Job – Only the lines from the one holding "Return one point per instance of the dry wildflower" to the end should be retyped, exactly, with both ends included and no pictures.

** START Excerpted records **

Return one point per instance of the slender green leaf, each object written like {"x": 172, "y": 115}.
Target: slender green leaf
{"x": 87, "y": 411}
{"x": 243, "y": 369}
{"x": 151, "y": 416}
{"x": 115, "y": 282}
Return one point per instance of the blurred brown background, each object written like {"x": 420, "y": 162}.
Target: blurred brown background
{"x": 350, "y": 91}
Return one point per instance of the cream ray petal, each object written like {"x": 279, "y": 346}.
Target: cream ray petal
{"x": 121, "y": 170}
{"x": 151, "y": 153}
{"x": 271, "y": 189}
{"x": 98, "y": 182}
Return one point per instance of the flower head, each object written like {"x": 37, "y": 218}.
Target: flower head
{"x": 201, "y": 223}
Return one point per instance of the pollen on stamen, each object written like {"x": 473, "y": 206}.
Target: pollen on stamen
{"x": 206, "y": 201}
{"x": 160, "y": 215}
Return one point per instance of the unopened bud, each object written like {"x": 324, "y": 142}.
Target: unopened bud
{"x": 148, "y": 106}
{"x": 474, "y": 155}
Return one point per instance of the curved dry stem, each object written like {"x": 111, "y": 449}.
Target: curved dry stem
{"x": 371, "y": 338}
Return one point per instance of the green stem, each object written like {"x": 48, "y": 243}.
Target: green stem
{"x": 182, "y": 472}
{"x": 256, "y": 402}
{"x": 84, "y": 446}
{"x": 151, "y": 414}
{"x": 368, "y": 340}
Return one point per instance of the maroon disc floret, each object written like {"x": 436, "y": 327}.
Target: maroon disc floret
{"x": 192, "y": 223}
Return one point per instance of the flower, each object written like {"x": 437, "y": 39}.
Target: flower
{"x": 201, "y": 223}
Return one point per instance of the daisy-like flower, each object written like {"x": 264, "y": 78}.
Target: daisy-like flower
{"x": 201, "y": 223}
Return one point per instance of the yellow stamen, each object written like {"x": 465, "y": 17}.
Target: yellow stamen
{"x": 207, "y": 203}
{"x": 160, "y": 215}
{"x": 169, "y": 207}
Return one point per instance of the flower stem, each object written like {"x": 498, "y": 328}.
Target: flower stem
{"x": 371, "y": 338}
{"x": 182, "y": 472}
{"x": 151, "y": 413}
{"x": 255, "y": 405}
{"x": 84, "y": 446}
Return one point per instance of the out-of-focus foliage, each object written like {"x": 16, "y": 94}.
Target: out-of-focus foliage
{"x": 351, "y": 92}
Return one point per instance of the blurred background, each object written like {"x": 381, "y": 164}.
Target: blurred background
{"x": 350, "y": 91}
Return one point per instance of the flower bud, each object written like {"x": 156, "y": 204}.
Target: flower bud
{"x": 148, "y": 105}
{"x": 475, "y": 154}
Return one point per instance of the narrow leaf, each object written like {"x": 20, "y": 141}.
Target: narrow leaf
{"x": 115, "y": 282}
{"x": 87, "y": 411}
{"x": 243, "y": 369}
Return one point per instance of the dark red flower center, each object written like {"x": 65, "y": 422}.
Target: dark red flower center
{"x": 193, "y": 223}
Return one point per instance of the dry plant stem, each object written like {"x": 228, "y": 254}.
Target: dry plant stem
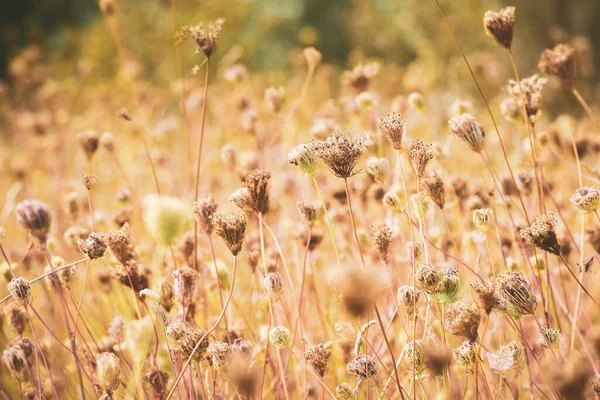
{"x": 329, "y": 223}
{"x": 487, "y": 106}
{"x": 216, "y": 324}
{"x": 362, "y": 258}
{"x": 203, "y": 120}
{"x": 585, "y": 106}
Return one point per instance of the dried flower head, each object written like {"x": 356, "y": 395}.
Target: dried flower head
{"x": 36, "y": 217}
{"x": 204, "y": 209}
{"x": 341, "y": 152}
{"x": 542, "y": 234}
{"x": 514, "y": 294}
{"x": 560, "y": 63}
{"x": 420, "y": 155}
{"x": 94, "y": 246}
{"x": 466, "y": 356}
{"x": 206, "y": 39}
{"x": 381, "y": 236}
{"x": 258, "y": 183}
{"x": 20, "y": 290}
{"x": 434, "y": 186}
{"x": 500, "y": 25}
{"x": 466, "y": 128}
{"x": 531, "y": 95}
{"x": 318, "y": 357}
{"x": 303, "y": 157}
{"x": 280, "y": 337}
{"x": 507, "y": 357}
{"x": 274, "y": 285}
{"x": 108, "y": 370}
{"x": 392, "y": 127}
{"x": 408, "y": 298}
{"x": 463, "y": 320}
{"x": 232, "y": 229}
{"x": 586, "y": 199}
{"x": 363, "y": 367}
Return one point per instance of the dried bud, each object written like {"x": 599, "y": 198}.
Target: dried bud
{"x": 560, "y": 63}
{"x": 500, "y": 25}
{"x": 392, "y": 127}
{"x": 232, "y": 229}
{"x": 381, "y": 236}
{"x": 467, "y": 129}
{"x": 463, "y": 320}
{"x": 340, "y": 152}
{"x": 305, "y": 160}
{"x": 94, "y": 246}
{"x": 34, "y": 216}
{"x": 420, "y": 154}
{"x": 586, "y": 199}
{"x": 280, "y": 337}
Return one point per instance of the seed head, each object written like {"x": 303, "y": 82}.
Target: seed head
{"x": 36, "y": 217}
{"x": 20, "y": 290}
{"x": 363, "y": 367}
{"x": 204, "y": 209}
{"x": 232, "y": 229}
{"x": 303, "y": 157}
{"x": 466, "y": 128}
{"x": 420, "y": 154}
{"x": 392, "y": 127}
{"x": 318, "y": 357}
{"x": 560, "y": 63}
{"x": 586, "y": 199}
{"x": 542, "y": 234}
{"x": 463, "y": 320}
{"x": 280, "y": 337}
{"x": 500, "y": 25}
{"x": 94, "y": 246}
{"x": 381, "y": 236}
{"x": 340, "y": 152}
{"x": 514, "y": 294}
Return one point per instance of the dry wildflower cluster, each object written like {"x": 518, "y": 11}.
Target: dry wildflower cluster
{"x": 187, "y": 243}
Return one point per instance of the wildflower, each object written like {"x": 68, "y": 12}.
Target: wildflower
{"x": 36, "y": 217}
{"x": 528, "y": 92}
{"x": 392, "y": 127}
{"x": 280, "y": 337}
{"x": 434, "y": 186}
{"x": 467, "y": 129}
{"x": 542, "y": 234}
{"x": 420, "y": 154}
{"x": 165, "y": 217}
{"x": 363, "y": 367}
{"x": 507, "y": 357}
{"x": 378, "y": 168}
{"x": 560, "y": 63}
{"x": 232, "y": 229}
{"x": 107, "y": 371}
{"x": 94, "y": 246}
{"x": 586, "y": 199}
{"x": 381, "y": 236}
{"x": 204, "y": 209}
{"x": 341, "y": 152}
{"x": 466, "y": 356}
{"x": 258, "y": 183}
{"x": 500, "y": 25}
{"x": 463, "y": 320}
{"x": 515, "y": 294}
{"x": 206, "y": 39}
{"x": 318, "y": 357}
{"x": 407, "y": 299}
{"x": 303, "y": 157}
{"x": 274, "y": 285}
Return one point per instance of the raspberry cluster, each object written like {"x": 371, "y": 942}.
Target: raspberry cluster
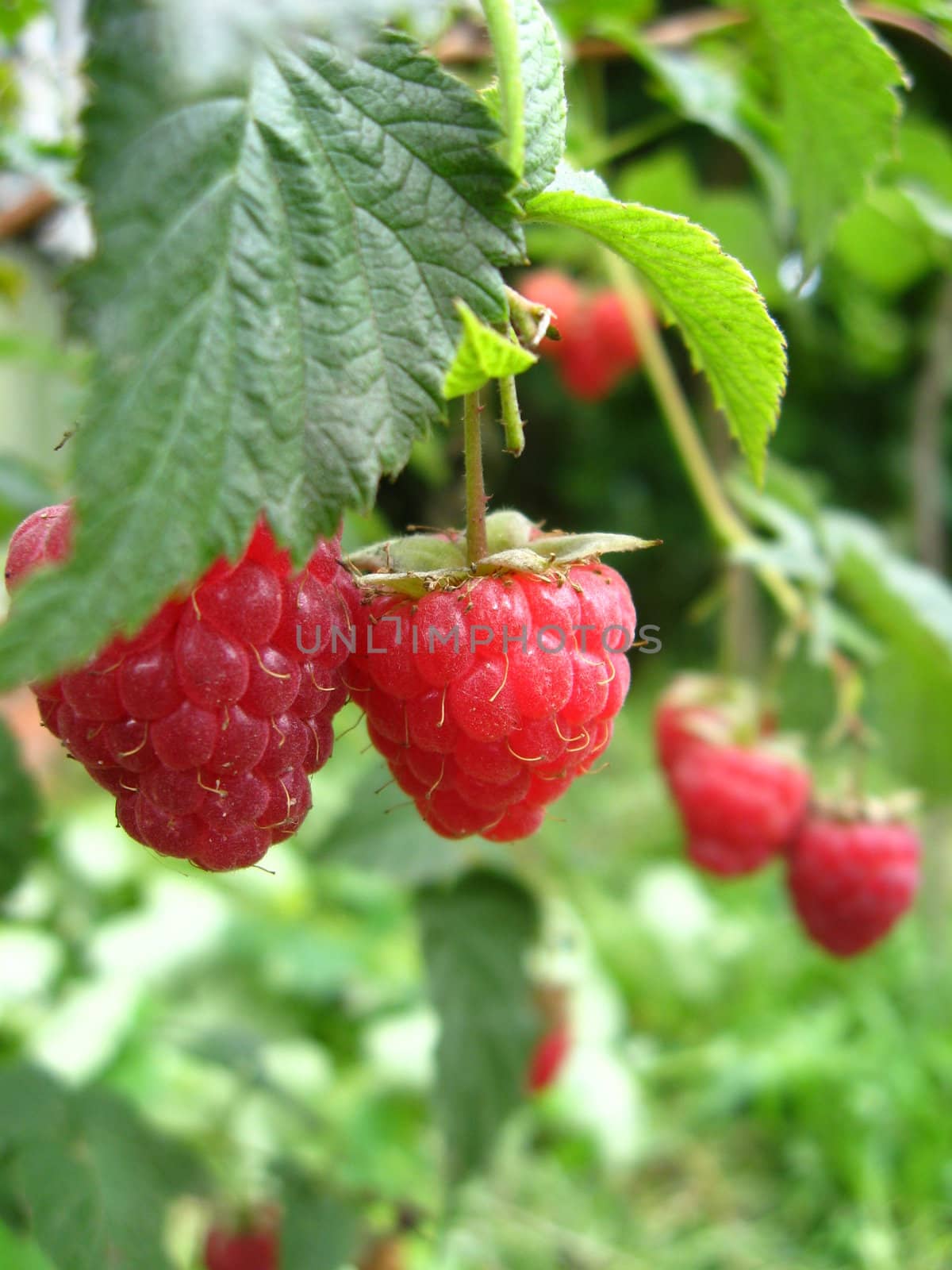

** END Excerpted records **

Result of this exercise –
Return one point per instance of the dry wildflower cluster, each object written like {"x": 518, "y": 11}.
Target: dry wildflower cluster
{"x": 187, "y": 243}
Return one point per instance of the wildflower, each object written like {"x": 68, "y": 12}.
Target: wildflower
{"x": 36, "y": 217}
{"x": 528, "y": 92}
{"x": 392, "y": 127}
{"x": 280, "y": 337}
{"x": 434, "y": 186}
{"x": 467, "y": 129}
{"x": 542, "y": 234}
{"x": 420, "y": 154}
{"x": 165, "y": 217}
{"x": 363, "y": 367}
{"x": 507, "y": 357}
{"x": 378, "y": 168}
{"x": 560, "y": 63}
{"x": 232, "y": 229}
{"x": 107, "y": 371}
{"x": 94, "y": 246}
{"x": 586, "y": 199}
{"x": 381, "y": 236}
{"x": 204, "y": 209}
{"x": 341, "y": 152}
{"x": 466, "y": 356}
{"x": 258, "y": 183}
{"x": 500, "y": 25}
{"x": 463, "y": 320}
{"x": 515, "y": 294}
{"x": 206, "y": 39}
{"x": 318, "y": 357}
{"x": 407, "y": 299}
{"x": 303, "y": 157}
{"x": 274, "y": 285}
Return one point per instance of the raspberry cluster, each object written like {"x": 371, "y": 942}.
Target: raspberry cluster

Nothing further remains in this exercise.